- _GIVEN INSTRUCTION 1_
Convert the stretch of the records from their first line through the line containing "x=980 y=780" into a Markdown table with the columns Row and Entry. Number each row and omit blank lines.

- _PAGE_
Incidentally, I absolutely think people benefit from learning how to cope with life's slings and arrows, but I at the same time, I want to do my part to prevent and ease people's needless suffering. Just because Holocaust survivors survived and became better people doesn't mean we should allow more Holocausts.


----------



## WithMyBearHands (May 23, 2018)

ResolutionBlaze said:


> You act as though it STOPS at me.  If it isn't me, it'll be the next guy, and the next one, and the next.  I'm not saying that JUSTIFIES me.  I'm just stating that you're doing people a disservice by presuming that the only way to "protect" people from trivial assailants or emotional pain is by forcing everyone who causes pain to conform, as though that isn't both a waste of time and counterproductive.
> -
> Besides, we aren't talking about what *I* can do.  I'm speaking about what *THEY* can do.


You are joining THEM by doing that.  That’s the fucking point.


----------



## ResolutionBlaze (May 23, 2018)

LogicNuke said:


> Which practically comes down to the same thing.


Pain isn't trivial.  Objects, subjects, and events are.  If they weren't you wouldn't be able to compare a victim to a serial rapist to a person who was called a trap one time.  There's obviously a value distinction between the two; one is more trivial than another.  Unless you want to suggest they aren't.


----------



## ResolutionBlaze (May 23, 2018)

Troj said:


> Well, that's a massive cop-out, isn't it?
> 
> "Welp, life's unfair, and Trump's in the White House, and puppies sometimes die, so might as well just be a dick!"
> 
> ...


I'd agree it were a cop-out if we were talking about ourselves.  But we aren't.


----------



## ResolutionBlaze (May 23, 2018)

WithMyBearHands said:


> You are joining THEM by doing that.  That’s the fucking point.


*We.  Aren't.  Talking.  About.  Me.*


----------



## LogicNuke (May 23, 2018)

ResolutionBlaze said:


> This metaphor would work if life wasn't a piece of shit. It really relies on an idea of "if only everyone got along" which, yes would be nice, but is utopian at best. This sort of phrases it like pain is always an optional consequence of other people, or that the person in question would be better off "if only everyone around them played nice". Again, a nice idea but no less an ideal.


That doesn't mean we need to give into being as shitty as possible to whole groups of people because life isn't ideal. 

And you're the one who is playing nice right here, right now.

- _ENTRIES_
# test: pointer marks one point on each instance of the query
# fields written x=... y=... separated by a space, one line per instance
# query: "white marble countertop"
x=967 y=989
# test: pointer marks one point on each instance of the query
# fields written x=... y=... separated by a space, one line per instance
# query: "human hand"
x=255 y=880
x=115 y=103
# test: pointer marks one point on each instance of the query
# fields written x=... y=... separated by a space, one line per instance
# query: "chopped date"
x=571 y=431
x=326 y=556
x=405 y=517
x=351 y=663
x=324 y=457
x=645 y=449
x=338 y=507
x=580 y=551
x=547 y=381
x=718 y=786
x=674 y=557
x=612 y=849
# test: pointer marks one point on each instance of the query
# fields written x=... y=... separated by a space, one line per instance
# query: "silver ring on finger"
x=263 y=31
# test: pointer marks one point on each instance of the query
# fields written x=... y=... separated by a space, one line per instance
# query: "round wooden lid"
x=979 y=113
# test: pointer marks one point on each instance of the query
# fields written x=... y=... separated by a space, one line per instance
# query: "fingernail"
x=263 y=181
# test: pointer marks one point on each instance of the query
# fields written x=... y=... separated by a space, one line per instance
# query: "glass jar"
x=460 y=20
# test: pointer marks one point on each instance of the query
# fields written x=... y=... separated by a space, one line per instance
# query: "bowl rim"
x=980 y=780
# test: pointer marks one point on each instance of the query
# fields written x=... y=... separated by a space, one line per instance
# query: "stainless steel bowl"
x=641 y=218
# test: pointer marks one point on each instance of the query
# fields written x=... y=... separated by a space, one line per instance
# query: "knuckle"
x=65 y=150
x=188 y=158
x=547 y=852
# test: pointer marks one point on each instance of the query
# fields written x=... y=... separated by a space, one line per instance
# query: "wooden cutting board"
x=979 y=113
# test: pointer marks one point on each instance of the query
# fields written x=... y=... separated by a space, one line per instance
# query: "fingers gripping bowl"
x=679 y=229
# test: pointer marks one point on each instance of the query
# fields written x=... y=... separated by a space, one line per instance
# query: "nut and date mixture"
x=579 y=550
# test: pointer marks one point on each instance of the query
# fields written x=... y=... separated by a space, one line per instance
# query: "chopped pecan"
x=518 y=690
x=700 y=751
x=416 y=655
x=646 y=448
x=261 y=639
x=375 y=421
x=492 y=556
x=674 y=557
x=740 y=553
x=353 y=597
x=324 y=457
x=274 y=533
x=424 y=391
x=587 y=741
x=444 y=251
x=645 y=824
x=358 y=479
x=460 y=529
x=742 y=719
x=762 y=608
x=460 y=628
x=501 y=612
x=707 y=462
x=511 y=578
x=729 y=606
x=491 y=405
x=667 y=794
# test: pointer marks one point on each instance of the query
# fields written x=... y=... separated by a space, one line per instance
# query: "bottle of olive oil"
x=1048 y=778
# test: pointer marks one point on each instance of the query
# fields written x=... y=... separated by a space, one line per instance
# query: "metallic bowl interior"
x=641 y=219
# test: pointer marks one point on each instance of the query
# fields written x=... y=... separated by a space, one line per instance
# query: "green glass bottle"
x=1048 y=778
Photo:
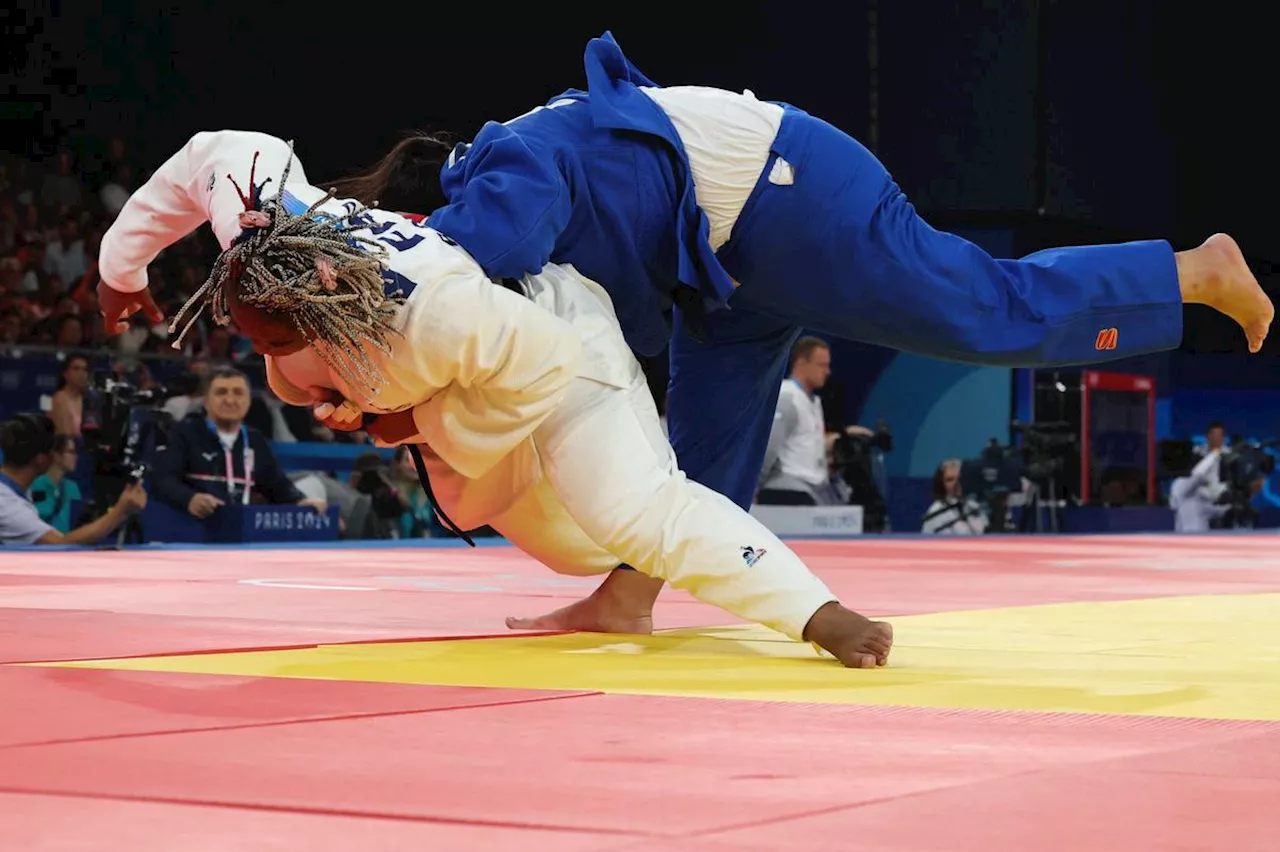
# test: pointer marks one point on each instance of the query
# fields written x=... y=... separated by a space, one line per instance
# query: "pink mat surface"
x=154 y=763
x=59 y=605
x=741 y=774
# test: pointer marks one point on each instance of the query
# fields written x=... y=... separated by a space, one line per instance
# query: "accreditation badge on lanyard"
x=247 y=454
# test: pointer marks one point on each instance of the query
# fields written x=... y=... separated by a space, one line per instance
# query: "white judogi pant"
x=611 y=491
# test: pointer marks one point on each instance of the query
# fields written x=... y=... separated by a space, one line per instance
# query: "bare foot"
x=1216 y=275
x=854 y=640
x=622 y=604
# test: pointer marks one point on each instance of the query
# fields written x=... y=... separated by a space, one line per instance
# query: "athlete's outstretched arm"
x=191 y=188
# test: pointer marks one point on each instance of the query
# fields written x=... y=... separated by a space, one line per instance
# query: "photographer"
x=28 y=443
x=216 y=459
x=1219 y=491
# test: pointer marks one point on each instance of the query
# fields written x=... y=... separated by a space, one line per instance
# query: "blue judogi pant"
x=841 y=251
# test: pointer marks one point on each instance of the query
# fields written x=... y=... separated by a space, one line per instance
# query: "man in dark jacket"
x=214 y=458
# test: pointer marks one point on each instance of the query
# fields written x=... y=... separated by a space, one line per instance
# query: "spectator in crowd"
x=64 y=257
x=798 y=459
x=68 y=404
x=28 y=444
x=54 y=493
x=951 y=512
x=216 y=459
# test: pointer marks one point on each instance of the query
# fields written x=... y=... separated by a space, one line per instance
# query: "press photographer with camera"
x=952 y=512
x=215 y=458
x=1219 y=490
x=28 y=443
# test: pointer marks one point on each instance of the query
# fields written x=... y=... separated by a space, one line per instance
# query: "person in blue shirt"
x=726 y=225
x=54 y=493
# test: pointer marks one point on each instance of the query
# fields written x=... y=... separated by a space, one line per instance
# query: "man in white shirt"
x=795 y=463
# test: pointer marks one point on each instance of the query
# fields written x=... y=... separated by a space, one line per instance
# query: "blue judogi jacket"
x=598 y=179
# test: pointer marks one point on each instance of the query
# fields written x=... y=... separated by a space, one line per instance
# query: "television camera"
x=997 y=475
x=854 y=461
x=120 y=426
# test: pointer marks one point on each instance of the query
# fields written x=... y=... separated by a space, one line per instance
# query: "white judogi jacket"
x=479 y=365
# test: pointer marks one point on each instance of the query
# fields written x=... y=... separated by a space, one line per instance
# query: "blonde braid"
x=314 y=269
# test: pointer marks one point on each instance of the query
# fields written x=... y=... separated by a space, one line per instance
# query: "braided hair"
x=312 y=270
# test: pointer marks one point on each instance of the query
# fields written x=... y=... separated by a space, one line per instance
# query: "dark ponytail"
x=405 y=181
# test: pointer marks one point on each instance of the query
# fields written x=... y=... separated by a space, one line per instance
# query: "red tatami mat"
x=49 y=705
x=671 y=768
x=109 y=761
x=113 y=825
x=63 y=605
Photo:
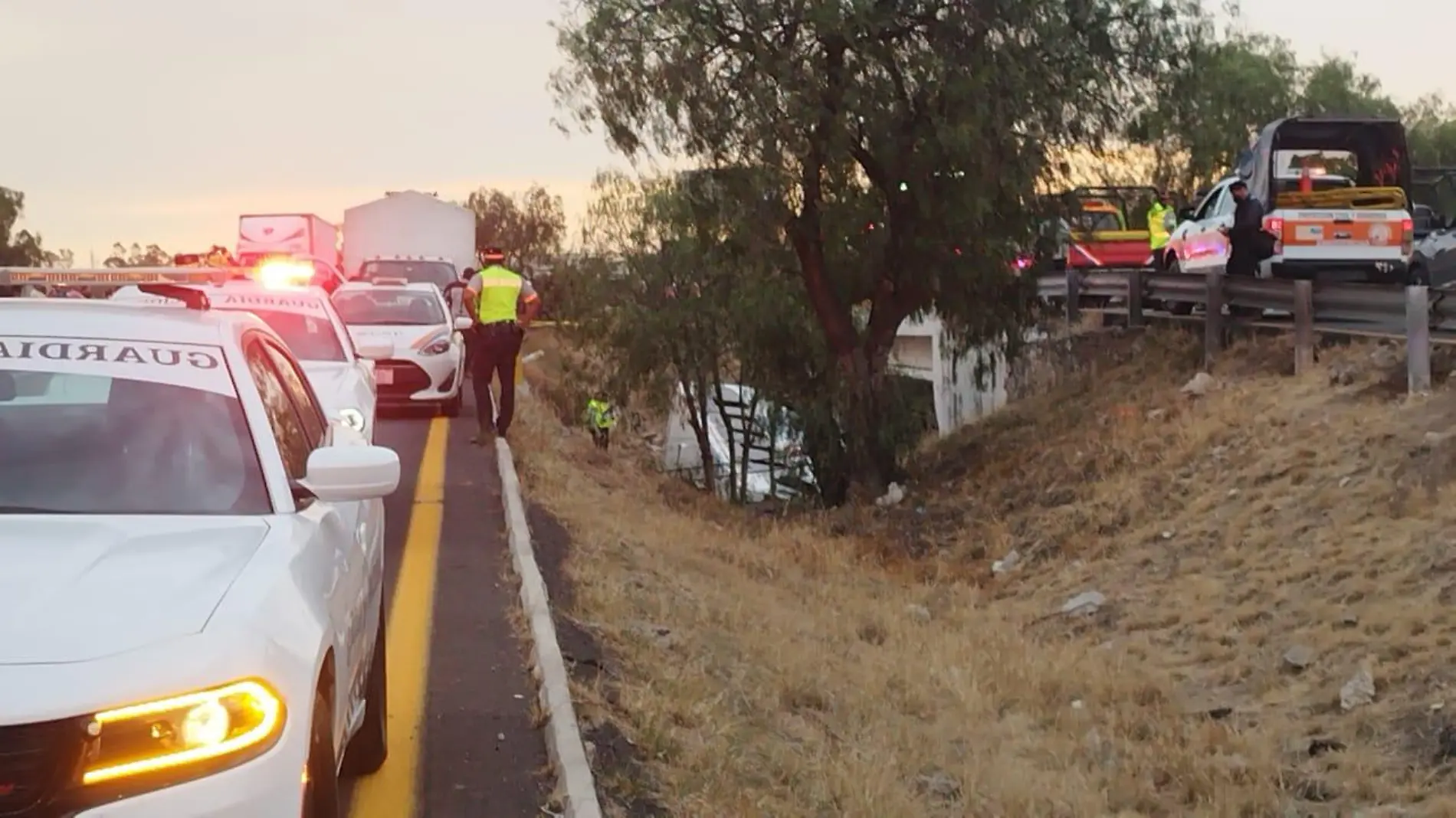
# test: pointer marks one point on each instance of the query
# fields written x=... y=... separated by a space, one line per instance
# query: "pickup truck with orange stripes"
x=1336 y=194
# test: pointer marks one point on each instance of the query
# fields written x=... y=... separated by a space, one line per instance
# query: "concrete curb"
x=564 y=745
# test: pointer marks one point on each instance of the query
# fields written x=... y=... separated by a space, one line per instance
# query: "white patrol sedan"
x=191 y=606
x=343 y=373
x=427 y=365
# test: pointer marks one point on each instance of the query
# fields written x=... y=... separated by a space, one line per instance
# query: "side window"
x=303 y=399
x=1226 y=204
x=1208 y=207
x=287 y=427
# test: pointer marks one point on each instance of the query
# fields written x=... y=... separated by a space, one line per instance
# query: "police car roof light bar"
x=113 y=277
x=194 y=299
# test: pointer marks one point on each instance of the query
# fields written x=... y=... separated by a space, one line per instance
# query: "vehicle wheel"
x=367 y=750
x=453 y=407
x=1179 y=307
x=320 y=795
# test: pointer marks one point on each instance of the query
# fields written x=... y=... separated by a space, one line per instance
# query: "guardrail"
x=1414 y=313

- _GIVEN INSTRUCTION 2_
Continue the forum thread about causing others emotional pain, starting after its last line.

- _FINAL ANSWER 1_
| Row | Entry |
|---|---|
| 1 | # test: pointer marks one point on each instance of the query |
| 2 | # fields written x=... y=... separated by a space, one line per instance |
| 3 | # query: "white marble countertop" |
| 4 | x=967 y=989 |
| 5 | # test: pointer marks one point on each instance of the query |
| 6 | # fields written x=... y=... separated by a space, one line per instance |
| 7 | # query: "human hand" |
| 8 | x=255 y=880 |
| 9 | x=115 y=103 |
| 10 | # test: pointer marks one point on each instance of the query |
| 11 | # fields written x=... y=... separated by a space, one line per instance |
| 12 | # query: "chopped date" |
| 13 | x=571 y=431 |
| 14 | x=326 y=556 |
| 15 | x=405 y=517 |
| 16 | x=351 y=663 |
| 17 | x=324 y=457 |
| 18 | x=645 y=449 |
| 19 | x=338 y=507 |
| 20 | x=580 y=551 |
| 21 | x=547 y=381 |
| 22 | x=718 y=786 |
| 23 | x=674 y=557 |
| 24 | x=612 y=849 |
| 25 | # test: pointer marks one point on each instance of the query |
| 26 | # fields written x=... y=... separated by a space, one line per instance |
| 27 | # query: "silver ring on finger" |
| 28 | x=263 y=31 |
| 29 | # test: pointer marks one point on each instance of the query |
| 30 | # fields written x=... y=... separated by a space, one line per instance |
| 31 | # query: "round wooden lid" |
| 32 | x=979 y=113 |
| 33 | # test: pointer marks one point on each instance of the query |
| 34 | # fields written x=... y=... separated by a space, one line per instance |
| 35 | # query: "fingernail" |
| 36 | x=263 y=181 |
| 37 | # test: pointer marks one point on each instance of the query |
| 38 | # fields written x=... y=... separated by a space, one line per instance |
| 39 | # query: "glass jar" |
| 40 | x=460 y=20 |
| 41 | # test: pointer marks one point on each instance of the query |
| 42 | # fields written x=... y=... separated by a space, one line per instance |
| 43 | # query: "bowl rim" |
| 44 | x=980 y=780 |

- _FINAL ANSWER 2_
ResolutionBlaze said:


> You act as though it STOPS at me.


It might not stop with you, but something better could start with you. All because it's hard to fight against negative trend doesn't you give in to it. You surprised me by going into the service by going into basic training. Live up to it.


----------



## Saiko (May 23, 2018)

ResolutionBlaze said:


> This metaphor would work if life wasn't a piece of shit.  It really relies on an idea of "if only everyone got along" which, yes would be nice, but is utopian at best.  This sort of phrases it like pain is always an optional consequence of other people, or that the person in question would be better off "if only everyone around them played nice".  Again, a nice idea but no less an ideal.





ResolutionBlaze said:


> You act as though it STOPS at me.  If it isn't me, it'll be the next guy, and the next one, and the next.  I'm not saying that JUSTIFIES me.  I'm just stating that you're doing people a disservice by presuming that the only way to "protect" people from trivial assailants or emotional pain is by forcing everyone who causes pain to conform, as though that isn't both a waste of time and counterproductive.
> -
> Besides, we aren't talking about what *I* can do.  I'm speaking about what *THEY* can do.


This reads frustratingly similarly to “Life sucks, so people shouldn’t say anything if I make it suck a little more.”


----------



## ResolutionBlaze (May 23, 2018)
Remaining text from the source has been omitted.